_Passage fourni_
Les récits coraniques sur les Prophètes montrent pourtant que leur islamité n’est pas une soumission aveugle, mais un amour et une confiance qui ne peuvent s’exprimer que par des êtres illuminés de connaissance sur Allah et sur les fins ultimes de l’existence. Leurs sacrifices, leur dévouement, leur argumentation font comprendre qu’ils ne vivent pas l’Islam comme une soumission et qu’ils ne l’imposent pas aux autres par la force de l’épée, par la contrainte morale ou autre, par la démagogie, par les arrangements d’appareils ou les calculs mondains.

Lorsque l’Islam signifiait éducation et responsabilité, confiance et déploiement tout azimut, libération et civilisation, Rabiâ Ibn Amer, anonyme bédouin, entrait dans l’histoire par le renversement des valeurs et des rapports de forces qu’expriment  quelques mots que nous ne savons plus dire :

«Allah Azza wa jal nous a envoyés pour vous libérer de l’adoration de la créature et vous conduire à l’adoration du Créateur de la création,   de l’étroitesse de ce monde à l’immensité de l’au-delà, de l’oppression des religions à la justice de l’Islam. »

_Documents fournis_

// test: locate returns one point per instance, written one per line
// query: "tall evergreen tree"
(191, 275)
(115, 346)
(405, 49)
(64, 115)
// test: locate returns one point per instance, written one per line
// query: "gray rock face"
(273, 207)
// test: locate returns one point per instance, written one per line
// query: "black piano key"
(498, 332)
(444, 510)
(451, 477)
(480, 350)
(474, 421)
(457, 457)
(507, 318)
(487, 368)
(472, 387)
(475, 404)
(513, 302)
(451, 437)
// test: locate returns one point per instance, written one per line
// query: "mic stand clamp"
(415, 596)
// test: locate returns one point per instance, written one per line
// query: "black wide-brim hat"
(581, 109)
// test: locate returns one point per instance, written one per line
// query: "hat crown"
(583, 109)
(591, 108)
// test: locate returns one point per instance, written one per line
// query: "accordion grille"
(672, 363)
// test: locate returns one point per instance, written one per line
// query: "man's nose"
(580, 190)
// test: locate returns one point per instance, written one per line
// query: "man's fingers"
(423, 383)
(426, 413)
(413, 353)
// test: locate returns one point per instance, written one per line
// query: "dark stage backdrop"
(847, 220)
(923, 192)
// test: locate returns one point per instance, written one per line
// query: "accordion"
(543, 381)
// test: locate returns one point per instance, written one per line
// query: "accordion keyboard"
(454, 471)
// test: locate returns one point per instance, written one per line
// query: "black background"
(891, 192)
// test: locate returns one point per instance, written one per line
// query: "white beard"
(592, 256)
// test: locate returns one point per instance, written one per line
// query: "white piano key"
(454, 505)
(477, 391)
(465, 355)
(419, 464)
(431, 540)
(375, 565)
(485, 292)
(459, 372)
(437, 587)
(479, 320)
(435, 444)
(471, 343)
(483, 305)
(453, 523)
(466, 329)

* * *

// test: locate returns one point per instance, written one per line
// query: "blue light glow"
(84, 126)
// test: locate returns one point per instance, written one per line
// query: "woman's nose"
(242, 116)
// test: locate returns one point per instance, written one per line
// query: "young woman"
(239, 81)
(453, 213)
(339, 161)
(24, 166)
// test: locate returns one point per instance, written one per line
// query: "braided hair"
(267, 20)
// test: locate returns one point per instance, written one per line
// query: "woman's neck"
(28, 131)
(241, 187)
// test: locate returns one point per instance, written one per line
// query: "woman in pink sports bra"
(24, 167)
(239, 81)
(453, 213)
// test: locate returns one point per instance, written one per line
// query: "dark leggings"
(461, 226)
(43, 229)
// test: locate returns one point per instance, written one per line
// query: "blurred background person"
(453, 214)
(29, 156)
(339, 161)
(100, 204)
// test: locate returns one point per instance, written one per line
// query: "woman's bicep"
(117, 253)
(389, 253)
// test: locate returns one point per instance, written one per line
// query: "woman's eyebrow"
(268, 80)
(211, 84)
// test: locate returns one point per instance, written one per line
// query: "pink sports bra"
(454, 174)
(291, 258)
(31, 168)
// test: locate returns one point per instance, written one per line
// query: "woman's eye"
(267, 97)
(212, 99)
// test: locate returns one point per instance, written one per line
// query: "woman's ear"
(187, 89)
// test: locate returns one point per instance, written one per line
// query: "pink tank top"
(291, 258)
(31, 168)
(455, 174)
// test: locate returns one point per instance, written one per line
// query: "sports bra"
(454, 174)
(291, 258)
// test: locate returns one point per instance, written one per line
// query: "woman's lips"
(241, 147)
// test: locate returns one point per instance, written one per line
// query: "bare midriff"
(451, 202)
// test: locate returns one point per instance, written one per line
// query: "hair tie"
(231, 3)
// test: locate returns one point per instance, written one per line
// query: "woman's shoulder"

* * *

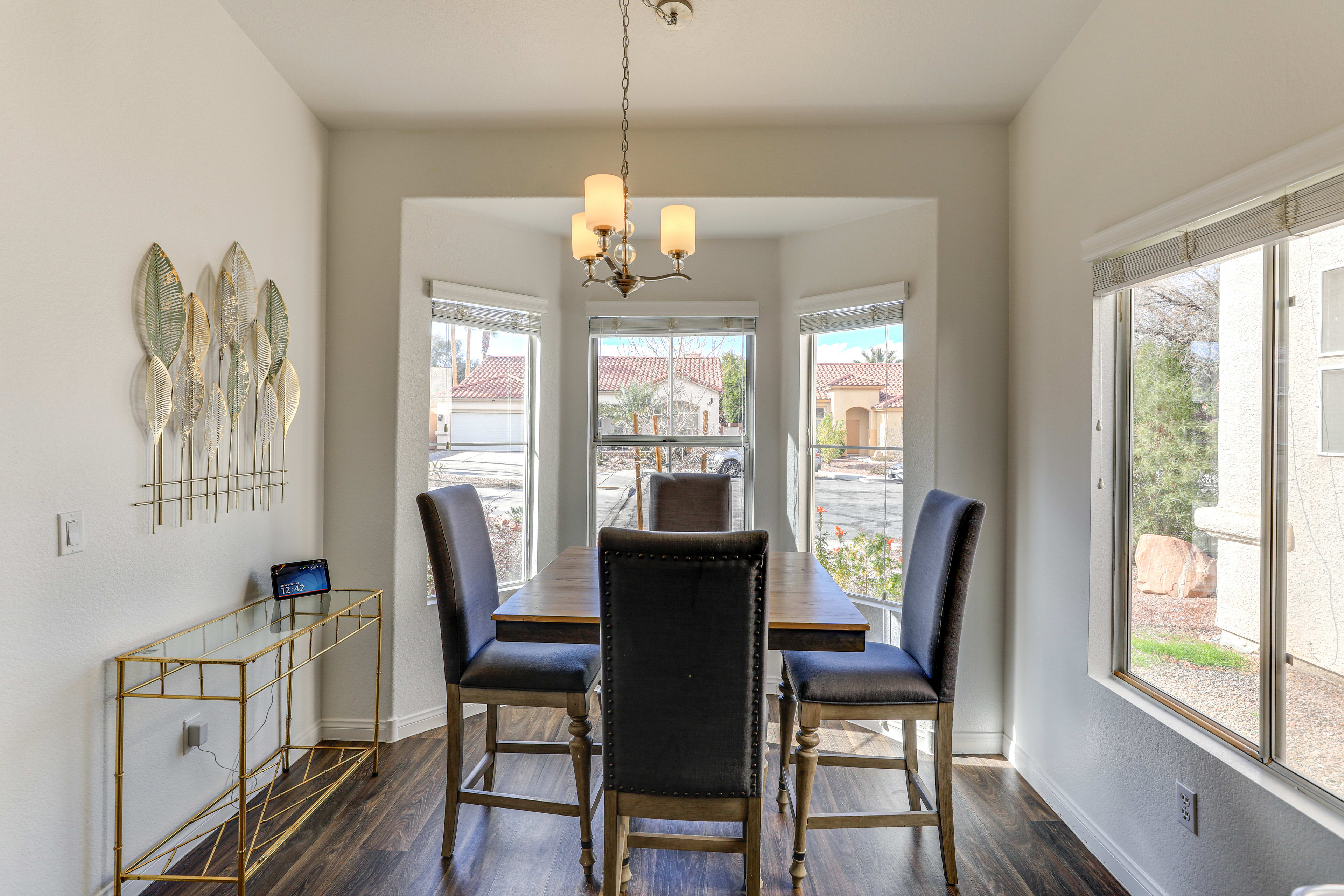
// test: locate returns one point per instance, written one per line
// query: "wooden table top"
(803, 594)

_Consignes_
1. Répondez aux questions suivantes à partir du passage fourni, en marquant vos réponses de la même façon :
(a) Par quels moyens les Prophètes n'imposent-ils pas l'Islam aux autres ?
(b) Comment Rabiâ Ibn Amer est-il présenté ?
(c) D'après les paroles citées, vers quoi les hommes doivent-ils être conduits depuis l'oppression des religions ?
2. Résumez le passage fourni en deux phrases.
3. Transcrivez fidèlement le passage fourni, depuis « Les récits coraniques » jusqu'à « les calculs mondains. ».
La liste constitue un matériau distinct, sans rapport avec le passage fourni.

_Réponses dans l'ordre_
1.
(a) Par la force de l'épée, par la contrainte morale ou autre, par la démagogie, par les arrangements d'appareils ou les calculs mondains.
(b) Comme un anonyme bédouin.
(c) Vers la justice de l'Islam.

2. Les récits coraniques montrent que l'islamité des Prophètes n'est pas une soumission aveugle mais un amour et une confiance, et qu'ils n'imposent pas l'Islam aux autres par la force ou la contrainte. Rabiâ Ibn Amer, anonyme bédouin, est entré dans l'histoire par des mots affirmant qu'Allah les a envoyés pour libérer les hommes de l'adoration de la créature et les conduire à l'adoration du Créateur.

3.
Les récits coraniques sur les Prophètes montrent pourtant que leur islamité n’est pas une soumission aveugle, mais un amour et une confiance qui ne peuvent s’exprimer que par des êtres illuminés de connaissance sur Allah et sur les fins ultimes de l’existence. Leurs sacrifices, leur dévouement, leur argumentation font comprendre qu’ils ne vivent pas l’Islam comme une soumission et qu’ils ne l’imposent pas aux autres par la force de l’épée, par la contrainte morale ou autre, par la démagogie, par les arrangements d’appareils ou les calculs mondains.